→ **To be done**: Print the following lines back unchanged, character for character.

→ **Data for this task**:
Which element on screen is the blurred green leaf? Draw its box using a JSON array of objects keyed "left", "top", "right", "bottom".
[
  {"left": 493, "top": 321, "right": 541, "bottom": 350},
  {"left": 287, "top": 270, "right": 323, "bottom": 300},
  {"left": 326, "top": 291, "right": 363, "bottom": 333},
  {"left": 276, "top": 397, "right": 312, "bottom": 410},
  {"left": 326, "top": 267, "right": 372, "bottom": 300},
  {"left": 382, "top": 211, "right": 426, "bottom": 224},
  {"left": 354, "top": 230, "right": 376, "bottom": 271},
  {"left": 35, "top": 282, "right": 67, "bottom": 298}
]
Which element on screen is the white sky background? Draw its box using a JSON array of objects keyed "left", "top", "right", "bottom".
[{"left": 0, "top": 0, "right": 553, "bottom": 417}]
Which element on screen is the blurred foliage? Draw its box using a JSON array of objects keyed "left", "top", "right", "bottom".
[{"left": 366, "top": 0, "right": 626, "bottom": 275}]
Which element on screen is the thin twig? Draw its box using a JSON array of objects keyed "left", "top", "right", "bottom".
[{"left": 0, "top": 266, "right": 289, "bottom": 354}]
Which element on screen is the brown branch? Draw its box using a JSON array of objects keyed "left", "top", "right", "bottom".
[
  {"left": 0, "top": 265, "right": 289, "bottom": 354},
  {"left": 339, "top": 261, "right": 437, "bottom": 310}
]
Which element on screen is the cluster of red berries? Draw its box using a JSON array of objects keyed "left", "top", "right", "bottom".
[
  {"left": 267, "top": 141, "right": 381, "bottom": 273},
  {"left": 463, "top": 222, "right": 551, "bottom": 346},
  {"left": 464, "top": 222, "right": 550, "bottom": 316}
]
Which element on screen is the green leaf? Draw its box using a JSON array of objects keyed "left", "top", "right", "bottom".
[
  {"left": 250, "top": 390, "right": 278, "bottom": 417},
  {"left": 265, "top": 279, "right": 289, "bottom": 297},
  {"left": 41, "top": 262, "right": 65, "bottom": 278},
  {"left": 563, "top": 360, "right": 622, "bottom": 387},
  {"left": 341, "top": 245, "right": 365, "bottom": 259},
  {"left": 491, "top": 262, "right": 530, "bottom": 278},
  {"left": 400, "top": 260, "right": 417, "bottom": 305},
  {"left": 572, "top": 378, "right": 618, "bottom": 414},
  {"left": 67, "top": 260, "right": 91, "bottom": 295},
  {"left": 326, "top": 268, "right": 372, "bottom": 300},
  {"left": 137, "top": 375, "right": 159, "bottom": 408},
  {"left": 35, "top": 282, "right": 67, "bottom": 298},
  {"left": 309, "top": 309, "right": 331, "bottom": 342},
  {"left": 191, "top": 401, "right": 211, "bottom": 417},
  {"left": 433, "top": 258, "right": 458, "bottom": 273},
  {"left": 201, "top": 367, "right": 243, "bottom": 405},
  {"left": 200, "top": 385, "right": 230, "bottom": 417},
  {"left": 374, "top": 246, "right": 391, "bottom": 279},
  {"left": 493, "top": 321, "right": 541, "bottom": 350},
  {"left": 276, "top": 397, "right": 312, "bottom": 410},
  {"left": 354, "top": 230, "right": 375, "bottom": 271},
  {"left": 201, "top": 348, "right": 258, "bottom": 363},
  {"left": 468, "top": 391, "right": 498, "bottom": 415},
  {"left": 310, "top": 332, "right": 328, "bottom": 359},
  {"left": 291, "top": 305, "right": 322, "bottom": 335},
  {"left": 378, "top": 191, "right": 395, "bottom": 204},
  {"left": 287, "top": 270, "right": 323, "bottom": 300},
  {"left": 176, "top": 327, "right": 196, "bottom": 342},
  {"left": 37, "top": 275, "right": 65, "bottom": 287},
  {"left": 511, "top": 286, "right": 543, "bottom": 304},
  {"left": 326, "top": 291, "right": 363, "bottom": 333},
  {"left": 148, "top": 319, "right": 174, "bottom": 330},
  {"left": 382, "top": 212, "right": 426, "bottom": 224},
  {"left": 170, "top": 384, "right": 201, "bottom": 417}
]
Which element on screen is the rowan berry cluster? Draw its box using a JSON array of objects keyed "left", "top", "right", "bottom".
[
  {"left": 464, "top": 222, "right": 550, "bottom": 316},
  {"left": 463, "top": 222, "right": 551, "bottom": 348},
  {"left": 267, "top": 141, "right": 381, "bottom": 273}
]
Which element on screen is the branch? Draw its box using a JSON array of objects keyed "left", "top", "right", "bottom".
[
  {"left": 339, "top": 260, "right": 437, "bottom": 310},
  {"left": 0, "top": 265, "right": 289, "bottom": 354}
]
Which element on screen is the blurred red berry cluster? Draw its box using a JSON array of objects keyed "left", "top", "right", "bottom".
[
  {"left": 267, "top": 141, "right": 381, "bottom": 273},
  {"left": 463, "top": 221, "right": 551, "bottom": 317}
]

→ **Correct result**:
Which element on screen is the blurred green leaf? Draw its box using a JSON array of objects keyed "left", "top", "right", "bottom".
[
  {"left": 493, "top": 321, "right": 541, "bottom": 350},
  {"left": 287, "top": 270, "right": 323, "bottom": 300},
  {"left": 326, "top": 291, "right": 363, "bottom": 333},
  {"left": 276, "top": 397, "right": 312, "bottom": 410},
  {"left": 326, "top": 267, "right": 372, "bottom": 300},
  {"left": 382, "top": 211, "right": 426, "bottom": 224},
  {"left": 354, "top": 230, "right": 376, "bottom": 271},
  {"left": 35, "top": 282, "right": 67, "bottom": 298}
]
Which element on screen is the white sky background? Draw its box using a JSON array of objects keyed "left", "top", "right", "bottom".
[{"left": 0, "top": 0, "right": 553, "bottom": 417}]
Which element on screen is the blurred foliage? Draw its box using a JSON array of objects keyed "left", "top", "right", "bottom".
[{"left": 366, "top": 0, "right": 626, "bottom": 275}]
Which element on screen is the thin twig? Draw its box using a JSON array of objects keyed "left", "top", "right", "bottom".
[{"left": 0, "top": 266, "right": 289, "bottom": 354}]
Which element on screen is the brown branch? Draw its box using a JSON array of objects keyed "left", "top", "right", "bottom".
[
  {"left": 0, "top": 265, "right": 289, "bottom": 354},
  {"left": 339, "top": 261, "right": 437, "bottom": 310}
]
Which element on screen is the cluster of red berries? Draw its box using a JSON array of objects keyed "left", "top", "right", "bottom".
[
  {"left": 267, "top": 141, "right": 381, "bottom": 273},
  {"left": 463, "top": 222, "right": 551, "bottom": 346},
  {"left": 464, "top": 222, "right": 550, "bottom": 316}
]
Which element on screen is the green leaf? Draw its box using a JSON array of objects keyed "left", "top", "right", "bottom".
[
  {"left": 250, "top": 390, "right": 278, "bottom": 417},
  {"left": 265, "top": 279, "right": 289, "bottom": 297},
  {"left": 41, "top": 262, "right": 65, "bottom": 278},
  {"left": 563, "top": 360, "right": 622, "bottom": 387},
  {"left": 341, "top": 245, "right": 365, "bottom": 259},
  {"left": 491, "top": 262, "right": 530, "bottom": 278},
  {"left": 400, "top": 260, "right": 417, "bottom": 305},
  {"left": 572, "top": 378, "right": 618, "bottom": 414},
  {"left": 67, "top": 260, "right": 91, "bottom": 295},
  {"left": 326, "top": 268, "right": 372, "bottom": 300},
  {"left": 137, "top": 375, "right": 159, "bottom": 408},
  {"left": 35, "top": 282, "right": 67, "bottom": 298},
  {"left": 309, "top": 309, "right": 331, "bottom": 342},
  {"left": 191, "top": 401, "right": 211, "bottom": 417},
  {"left": 433, "top": 258, "right": 458, "bottom": 273},
  {"left": 201, "top": 367, "right": 243, "bottom": 405},
  {"left": 200, "top": 385, "right": 230, "bottom": 417},
  {"left": 374, "top": 246, "right": 391, "bottom": 279},
  {"left": 493, "top": 321, "right": 541, "bottom": 350},
  {"left": 276, "top": 397, "right": 312, "bottom": 410},
  {"left": 354, "top": 230, "right": 375, "bottom": 271},
  {"left": 201, "top": 348, "right": 258, "bottom": 363},
  {"left": 468, "top": 391, "right": 498, "bottom": 415},
  {"left": 310, "top": 332, "right": 328, "bottom": 359},
  {"left": 291, "top": 305, "right": 322, "bottom": 335},
  {"left": 378, "top": 191, "right": 395, "bottom": 204},
  {"left": 287, "top": 270, "right": 323, "bottom": 300},
  {"left": 176, "top": 327, "right": 196, "bottom": 342},
  {"left": 37, "top": 275, "right": 65, "bottom": 287},
  {"left": 511, "top": 286, "right": 543, "bottom": 304},
  {"left": 326, "top": 291, "right": 363, "bottom": 333},
  {"left": 148, "top": 319, "right": 174, "bottom": 330},
  {"left": 382, "top": 212, "right": 426, "bottom": 224},
  {"left": 170, "top": 384, "right": 201, "bottom": 417}
]
Which element on screen is the rowan berry cluster? Draw its box using a JSON array of objects keyed "left", "top", "right", "bottom".
[
  {"left": 464, "top": 222, "right": 550, "bottom": 316},
  {"left": 463, "top": 222, "right": 551, "bottom": 348},
  {"left": 267, "top": 141, "right": 381, "bottom": 273}
]
Which element on screen is the branch? Draw its box using a JSON array of objects keyed "left", "top", "right", "bottom".
[
  {"left": 339, "top": 260, "right": 437, "bottom": 310},
  {"left": 0, "top": 265, "right": 289, "bottom": 354}
]
Which element on screen is the blurred red berry cluster? Draw its box using a JSON array of objects keyed "left", "top", "right", "bottom".
[
  {"left": 267, "top": 141, "right": 381, "bottom": 273},
  {"left": 463, "top": 221, "right": 551, "bottom": 317}
]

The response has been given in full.